→ **RECORDS FOR THIS EXERCISE**
· · · · · · ·

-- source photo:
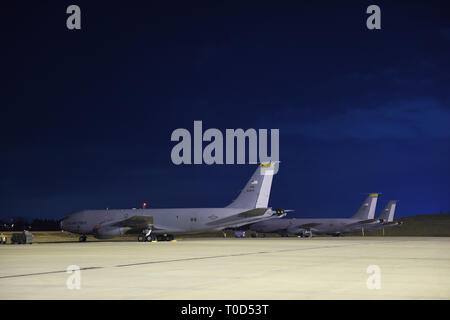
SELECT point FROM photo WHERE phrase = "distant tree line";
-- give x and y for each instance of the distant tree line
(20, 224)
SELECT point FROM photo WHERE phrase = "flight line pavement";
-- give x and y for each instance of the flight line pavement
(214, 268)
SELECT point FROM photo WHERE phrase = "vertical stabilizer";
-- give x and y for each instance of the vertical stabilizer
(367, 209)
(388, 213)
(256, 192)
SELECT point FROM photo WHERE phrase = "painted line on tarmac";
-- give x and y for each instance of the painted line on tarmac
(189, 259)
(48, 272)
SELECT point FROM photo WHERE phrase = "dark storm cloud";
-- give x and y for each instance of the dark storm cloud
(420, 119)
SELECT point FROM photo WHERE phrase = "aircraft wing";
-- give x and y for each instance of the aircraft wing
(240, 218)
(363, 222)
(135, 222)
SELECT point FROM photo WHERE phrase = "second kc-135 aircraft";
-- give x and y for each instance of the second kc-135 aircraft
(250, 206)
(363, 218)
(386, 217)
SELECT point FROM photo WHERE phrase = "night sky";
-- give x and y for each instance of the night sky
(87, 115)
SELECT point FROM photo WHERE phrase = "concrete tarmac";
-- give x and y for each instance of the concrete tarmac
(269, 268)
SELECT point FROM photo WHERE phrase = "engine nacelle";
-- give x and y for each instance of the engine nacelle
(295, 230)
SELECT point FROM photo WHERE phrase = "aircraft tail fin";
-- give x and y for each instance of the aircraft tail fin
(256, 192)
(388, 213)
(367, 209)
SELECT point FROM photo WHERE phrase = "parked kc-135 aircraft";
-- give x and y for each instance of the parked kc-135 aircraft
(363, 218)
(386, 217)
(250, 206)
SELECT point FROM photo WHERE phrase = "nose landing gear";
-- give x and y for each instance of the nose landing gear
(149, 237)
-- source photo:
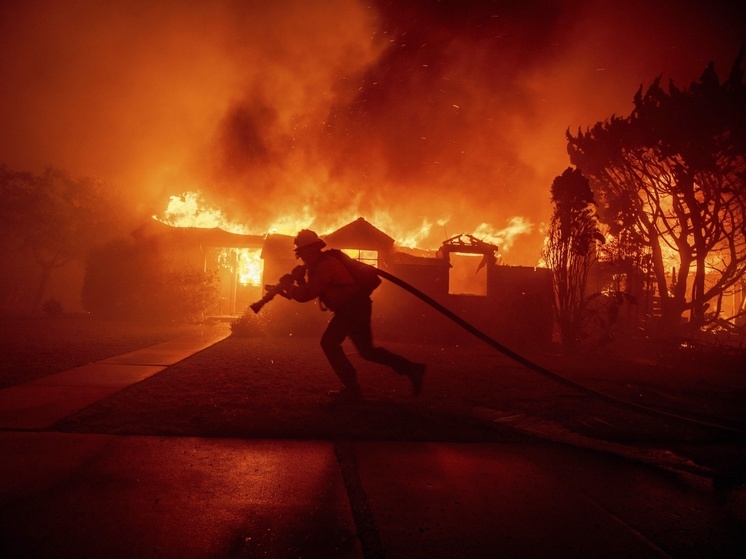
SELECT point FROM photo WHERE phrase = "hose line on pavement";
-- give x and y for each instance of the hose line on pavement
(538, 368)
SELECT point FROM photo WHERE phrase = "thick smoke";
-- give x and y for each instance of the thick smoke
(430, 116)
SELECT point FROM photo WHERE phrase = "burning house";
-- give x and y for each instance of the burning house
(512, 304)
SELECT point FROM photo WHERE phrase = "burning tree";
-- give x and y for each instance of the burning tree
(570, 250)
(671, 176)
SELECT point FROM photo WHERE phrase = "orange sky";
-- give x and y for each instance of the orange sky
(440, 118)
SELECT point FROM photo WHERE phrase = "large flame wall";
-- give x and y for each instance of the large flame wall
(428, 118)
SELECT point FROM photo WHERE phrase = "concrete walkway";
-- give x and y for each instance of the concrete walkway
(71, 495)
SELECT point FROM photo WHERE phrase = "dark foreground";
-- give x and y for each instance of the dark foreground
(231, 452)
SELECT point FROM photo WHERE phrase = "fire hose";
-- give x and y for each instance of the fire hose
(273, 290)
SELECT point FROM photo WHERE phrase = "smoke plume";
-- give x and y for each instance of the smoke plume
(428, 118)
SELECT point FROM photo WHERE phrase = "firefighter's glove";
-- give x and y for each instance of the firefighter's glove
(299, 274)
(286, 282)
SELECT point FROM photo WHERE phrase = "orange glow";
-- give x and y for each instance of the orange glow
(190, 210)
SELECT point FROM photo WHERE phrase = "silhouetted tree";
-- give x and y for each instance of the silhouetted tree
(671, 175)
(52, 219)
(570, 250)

· · · · · · ·

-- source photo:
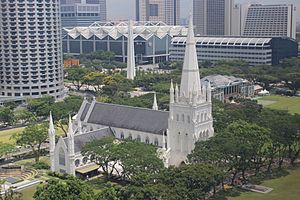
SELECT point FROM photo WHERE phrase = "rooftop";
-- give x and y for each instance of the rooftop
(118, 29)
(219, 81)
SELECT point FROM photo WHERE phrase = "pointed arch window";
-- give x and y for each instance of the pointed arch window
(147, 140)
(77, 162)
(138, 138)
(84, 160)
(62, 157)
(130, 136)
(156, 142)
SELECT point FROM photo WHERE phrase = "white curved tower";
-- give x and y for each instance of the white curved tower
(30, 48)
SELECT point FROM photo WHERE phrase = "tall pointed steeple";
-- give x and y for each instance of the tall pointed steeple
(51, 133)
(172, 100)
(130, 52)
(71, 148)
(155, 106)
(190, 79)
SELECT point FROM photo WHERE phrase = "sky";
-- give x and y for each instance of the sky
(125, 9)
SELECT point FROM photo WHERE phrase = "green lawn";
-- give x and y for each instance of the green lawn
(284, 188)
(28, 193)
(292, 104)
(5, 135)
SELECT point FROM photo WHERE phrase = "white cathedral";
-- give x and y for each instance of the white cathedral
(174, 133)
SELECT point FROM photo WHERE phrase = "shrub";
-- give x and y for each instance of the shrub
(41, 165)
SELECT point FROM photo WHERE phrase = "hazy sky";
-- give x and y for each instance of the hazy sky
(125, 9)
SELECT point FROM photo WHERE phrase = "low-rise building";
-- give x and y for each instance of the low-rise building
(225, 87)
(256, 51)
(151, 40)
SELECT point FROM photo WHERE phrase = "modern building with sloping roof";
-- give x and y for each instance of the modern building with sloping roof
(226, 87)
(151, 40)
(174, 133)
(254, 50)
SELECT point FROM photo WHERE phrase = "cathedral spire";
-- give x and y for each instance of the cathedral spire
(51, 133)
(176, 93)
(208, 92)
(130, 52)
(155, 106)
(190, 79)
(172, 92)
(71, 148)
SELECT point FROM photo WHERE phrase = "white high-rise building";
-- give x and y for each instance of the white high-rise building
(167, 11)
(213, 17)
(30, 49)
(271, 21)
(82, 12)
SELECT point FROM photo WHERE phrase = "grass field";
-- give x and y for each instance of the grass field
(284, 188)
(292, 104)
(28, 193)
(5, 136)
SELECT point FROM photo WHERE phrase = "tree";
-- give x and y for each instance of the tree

· · · · · · ·

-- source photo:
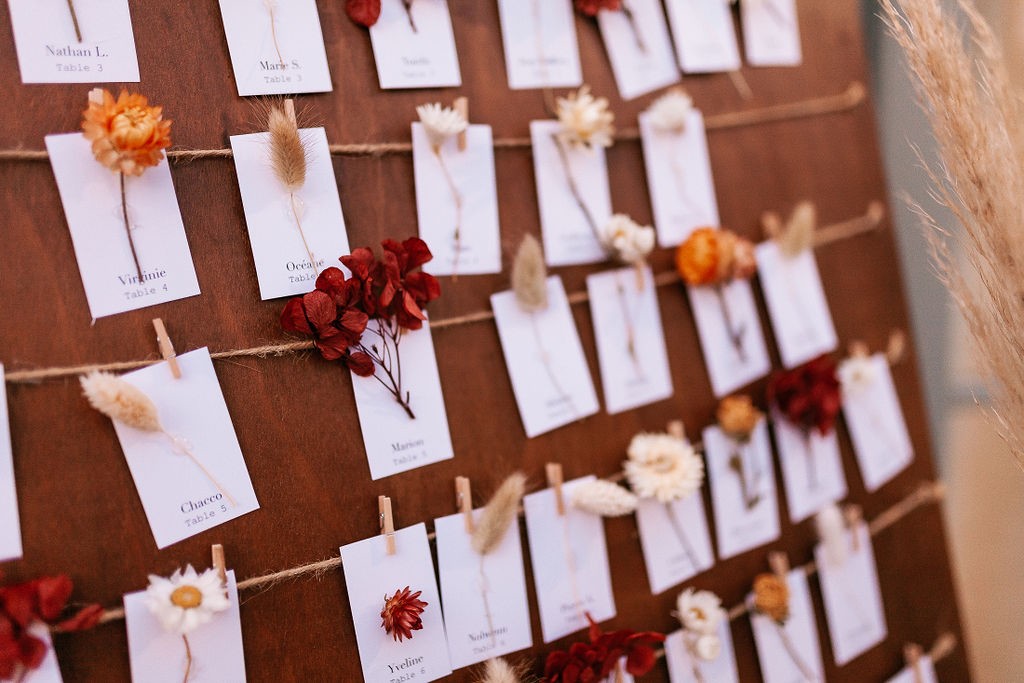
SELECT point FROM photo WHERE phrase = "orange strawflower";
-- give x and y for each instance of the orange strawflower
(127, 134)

· · · · · · ·

→ **WHAT YOU ARE ASKED TO DO**
Locate every line in the records that contains the string "burning" and copy each one.

→ **COMPLETE RESPONSE**
SELECT point FROM photo WHERE phrase = "burning house";
-- give x and y for each instance of the burning house
SELECT point FROM photo WHERE phrase = "burning tree";
-- give x and y for each instance of the burning tree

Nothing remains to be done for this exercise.